_What needs to be done:_ Arrange the lines of the items below as a numbered list. Include everything from the line containing "Target: red jersey with number 22" down to the line containing "(1093, 441)", both of those lines included, and leave out any blank lines.

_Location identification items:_

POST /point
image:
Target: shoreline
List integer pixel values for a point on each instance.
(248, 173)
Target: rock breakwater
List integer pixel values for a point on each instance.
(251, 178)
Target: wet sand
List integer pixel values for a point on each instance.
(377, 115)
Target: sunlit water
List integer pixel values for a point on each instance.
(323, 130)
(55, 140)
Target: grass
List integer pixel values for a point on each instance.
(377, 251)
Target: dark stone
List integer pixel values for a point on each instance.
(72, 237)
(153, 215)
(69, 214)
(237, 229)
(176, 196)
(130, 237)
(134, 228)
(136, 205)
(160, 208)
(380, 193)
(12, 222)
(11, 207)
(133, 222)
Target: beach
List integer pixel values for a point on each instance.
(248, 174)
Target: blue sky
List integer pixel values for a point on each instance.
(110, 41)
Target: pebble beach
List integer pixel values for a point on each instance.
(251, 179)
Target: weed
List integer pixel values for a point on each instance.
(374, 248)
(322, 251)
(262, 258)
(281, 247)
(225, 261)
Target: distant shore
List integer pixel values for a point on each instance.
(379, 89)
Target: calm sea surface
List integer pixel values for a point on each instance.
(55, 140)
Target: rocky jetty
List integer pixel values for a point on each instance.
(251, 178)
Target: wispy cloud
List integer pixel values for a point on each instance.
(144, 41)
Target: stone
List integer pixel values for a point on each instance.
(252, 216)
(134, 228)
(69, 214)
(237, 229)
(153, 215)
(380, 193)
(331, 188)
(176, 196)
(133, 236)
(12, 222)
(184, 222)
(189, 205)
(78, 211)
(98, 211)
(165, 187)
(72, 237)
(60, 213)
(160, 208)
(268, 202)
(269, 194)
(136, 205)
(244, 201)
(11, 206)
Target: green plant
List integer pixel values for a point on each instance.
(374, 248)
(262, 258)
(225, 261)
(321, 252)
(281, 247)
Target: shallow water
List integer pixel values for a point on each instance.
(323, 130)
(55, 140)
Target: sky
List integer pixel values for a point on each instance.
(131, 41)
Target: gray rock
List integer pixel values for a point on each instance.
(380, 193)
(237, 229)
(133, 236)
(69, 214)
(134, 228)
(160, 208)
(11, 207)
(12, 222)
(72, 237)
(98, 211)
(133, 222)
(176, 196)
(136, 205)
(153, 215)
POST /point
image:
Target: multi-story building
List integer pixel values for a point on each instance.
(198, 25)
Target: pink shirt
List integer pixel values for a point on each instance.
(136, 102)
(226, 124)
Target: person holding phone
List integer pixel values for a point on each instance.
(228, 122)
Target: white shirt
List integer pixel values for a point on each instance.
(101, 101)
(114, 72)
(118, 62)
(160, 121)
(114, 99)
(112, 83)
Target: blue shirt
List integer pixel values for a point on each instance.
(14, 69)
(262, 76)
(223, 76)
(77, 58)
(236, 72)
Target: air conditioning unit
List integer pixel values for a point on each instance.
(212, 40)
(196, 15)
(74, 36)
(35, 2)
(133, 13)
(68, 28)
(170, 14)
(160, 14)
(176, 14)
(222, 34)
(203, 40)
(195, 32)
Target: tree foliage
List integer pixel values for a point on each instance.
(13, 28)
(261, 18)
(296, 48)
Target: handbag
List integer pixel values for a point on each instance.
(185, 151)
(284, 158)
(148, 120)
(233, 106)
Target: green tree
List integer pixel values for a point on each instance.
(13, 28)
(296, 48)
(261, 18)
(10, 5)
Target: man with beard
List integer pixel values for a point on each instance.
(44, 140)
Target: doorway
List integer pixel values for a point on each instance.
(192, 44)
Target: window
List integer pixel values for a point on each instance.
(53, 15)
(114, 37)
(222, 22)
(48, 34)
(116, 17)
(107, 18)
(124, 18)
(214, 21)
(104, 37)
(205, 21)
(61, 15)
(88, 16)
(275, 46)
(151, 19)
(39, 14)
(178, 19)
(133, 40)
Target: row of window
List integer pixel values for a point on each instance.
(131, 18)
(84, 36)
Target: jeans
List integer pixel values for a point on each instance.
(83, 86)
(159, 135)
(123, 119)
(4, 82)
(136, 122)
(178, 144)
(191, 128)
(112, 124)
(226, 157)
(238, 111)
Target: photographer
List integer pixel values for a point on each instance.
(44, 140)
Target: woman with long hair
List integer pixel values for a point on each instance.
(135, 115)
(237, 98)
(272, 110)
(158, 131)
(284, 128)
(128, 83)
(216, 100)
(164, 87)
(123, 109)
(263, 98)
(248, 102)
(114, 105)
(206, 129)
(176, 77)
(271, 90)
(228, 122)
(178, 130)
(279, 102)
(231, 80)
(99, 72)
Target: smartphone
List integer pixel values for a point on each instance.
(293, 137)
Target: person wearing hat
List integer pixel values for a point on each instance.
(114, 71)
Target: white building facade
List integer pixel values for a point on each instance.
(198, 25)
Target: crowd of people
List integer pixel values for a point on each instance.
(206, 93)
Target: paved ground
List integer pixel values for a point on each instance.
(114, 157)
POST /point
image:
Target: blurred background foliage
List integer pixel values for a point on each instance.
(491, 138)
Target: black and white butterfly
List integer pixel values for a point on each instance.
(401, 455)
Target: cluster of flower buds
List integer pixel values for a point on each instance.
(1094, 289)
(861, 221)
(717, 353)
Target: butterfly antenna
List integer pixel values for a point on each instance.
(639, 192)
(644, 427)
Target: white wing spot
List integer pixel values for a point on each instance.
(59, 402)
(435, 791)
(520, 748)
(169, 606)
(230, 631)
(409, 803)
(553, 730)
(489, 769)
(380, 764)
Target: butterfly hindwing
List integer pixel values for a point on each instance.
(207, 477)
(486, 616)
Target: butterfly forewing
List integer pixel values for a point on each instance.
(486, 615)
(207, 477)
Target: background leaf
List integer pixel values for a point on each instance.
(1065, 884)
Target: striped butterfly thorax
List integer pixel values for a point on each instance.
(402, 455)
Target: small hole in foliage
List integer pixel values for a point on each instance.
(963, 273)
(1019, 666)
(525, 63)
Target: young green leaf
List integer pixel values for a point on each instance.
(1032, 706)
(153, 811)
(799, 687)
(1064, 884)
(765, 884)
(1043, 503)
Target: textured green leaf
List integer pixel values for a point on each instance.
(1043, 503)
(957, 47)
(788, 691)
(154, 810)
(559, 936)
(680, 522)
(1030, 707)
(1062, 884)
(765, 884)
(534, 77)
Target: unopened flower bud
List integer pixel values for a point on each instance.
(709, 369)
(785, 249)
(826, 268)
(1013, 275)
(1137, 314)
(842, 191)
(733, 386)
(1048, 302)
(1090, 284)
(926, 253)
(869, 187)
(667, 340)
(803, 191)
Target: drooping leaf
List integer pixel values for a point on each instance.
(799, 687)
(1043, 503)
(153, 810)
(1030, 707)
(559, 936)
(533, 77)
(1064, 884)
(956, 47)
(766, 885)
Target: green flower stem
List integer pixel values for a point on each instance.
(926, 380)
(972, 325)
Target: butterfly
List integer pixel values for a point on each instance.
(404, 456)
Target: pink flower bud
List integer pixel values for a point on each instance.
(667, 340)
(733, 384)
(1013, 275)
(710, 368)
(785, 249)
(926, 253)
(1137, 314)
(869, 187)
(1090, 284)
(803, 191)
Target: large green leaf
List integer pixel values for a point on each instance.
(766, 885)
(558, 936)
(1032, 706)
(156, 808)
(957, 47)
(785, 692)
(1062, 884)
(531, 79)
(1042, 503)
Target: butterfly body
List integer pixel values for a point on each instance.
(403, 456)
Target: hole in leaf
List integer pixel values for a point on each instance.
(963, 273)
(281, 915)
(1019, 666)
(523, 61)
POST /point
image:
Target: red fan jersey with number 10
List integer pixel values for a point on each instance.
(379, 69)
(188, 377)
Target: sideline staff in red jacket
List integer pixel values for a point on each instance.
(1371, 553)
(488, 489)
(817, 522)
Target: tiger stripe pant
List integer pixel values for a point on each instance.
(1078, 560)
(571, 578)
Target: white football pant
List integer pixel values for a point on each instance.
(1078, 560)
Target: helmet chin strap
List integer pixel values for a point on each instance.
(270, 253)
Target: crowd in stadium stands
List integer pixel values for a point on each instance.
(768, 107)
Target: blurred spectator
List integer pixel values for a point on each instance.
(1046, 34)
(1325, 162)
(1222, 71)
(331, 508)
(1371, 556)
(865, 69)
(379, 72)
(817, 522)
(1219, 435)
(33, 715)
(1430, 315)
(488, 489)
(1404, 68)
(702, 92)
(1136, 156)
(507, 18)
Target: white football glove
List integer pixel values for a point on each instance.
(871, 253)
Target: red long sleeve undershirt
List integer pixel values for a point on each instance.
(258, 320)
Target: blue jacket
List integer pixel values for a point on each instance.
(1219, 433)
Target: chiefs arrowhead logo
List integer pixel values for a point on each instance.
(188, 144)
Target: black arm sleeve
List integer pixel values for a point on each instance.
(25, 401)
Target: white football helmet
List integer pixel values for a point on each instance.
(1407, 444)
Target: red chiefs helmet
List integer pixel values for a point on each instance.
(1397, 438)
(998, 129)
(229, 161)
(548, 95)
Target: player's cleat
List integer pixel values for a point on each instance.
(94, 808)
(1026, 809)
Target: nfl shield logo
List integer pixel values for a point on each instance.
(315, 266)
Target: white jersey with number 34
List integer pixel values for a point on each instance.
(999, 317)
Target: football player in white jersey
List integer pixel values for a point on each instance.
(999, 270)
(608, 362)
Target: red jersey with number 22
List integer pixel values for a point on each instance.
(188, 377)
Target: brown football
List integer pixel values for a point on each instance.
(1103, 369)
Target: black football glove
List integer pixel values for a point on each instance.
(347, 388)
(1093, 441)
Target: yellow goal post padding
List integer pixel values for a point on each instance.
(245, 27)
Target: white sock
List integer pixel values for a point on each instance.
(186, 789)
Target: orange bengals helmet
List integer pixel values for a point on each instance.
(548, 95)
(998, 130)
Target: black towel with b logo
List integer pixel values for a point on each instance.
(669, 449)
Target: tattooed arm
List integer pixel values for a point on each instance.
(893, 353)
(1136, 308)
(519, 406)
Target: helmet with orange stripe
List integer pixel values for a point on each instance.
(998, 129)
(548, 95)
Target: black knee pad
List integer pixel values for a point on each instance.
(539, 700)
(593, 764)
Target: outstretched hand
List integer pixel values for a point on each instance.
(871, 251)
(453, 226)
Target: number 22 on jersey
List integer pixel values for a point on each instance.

_The reply:_
1. Target: red jersey with number 22
2. List integer pixel values for a point on each instance.
3. (188, 377)
4. Target: brown football
5. List integer pixel values for a point on each instance.
6. (1103, 369)
7. Target: black football glove
8. List integer pixel values for a point on each instance.
9. (347, 388)
10. (1093, 441)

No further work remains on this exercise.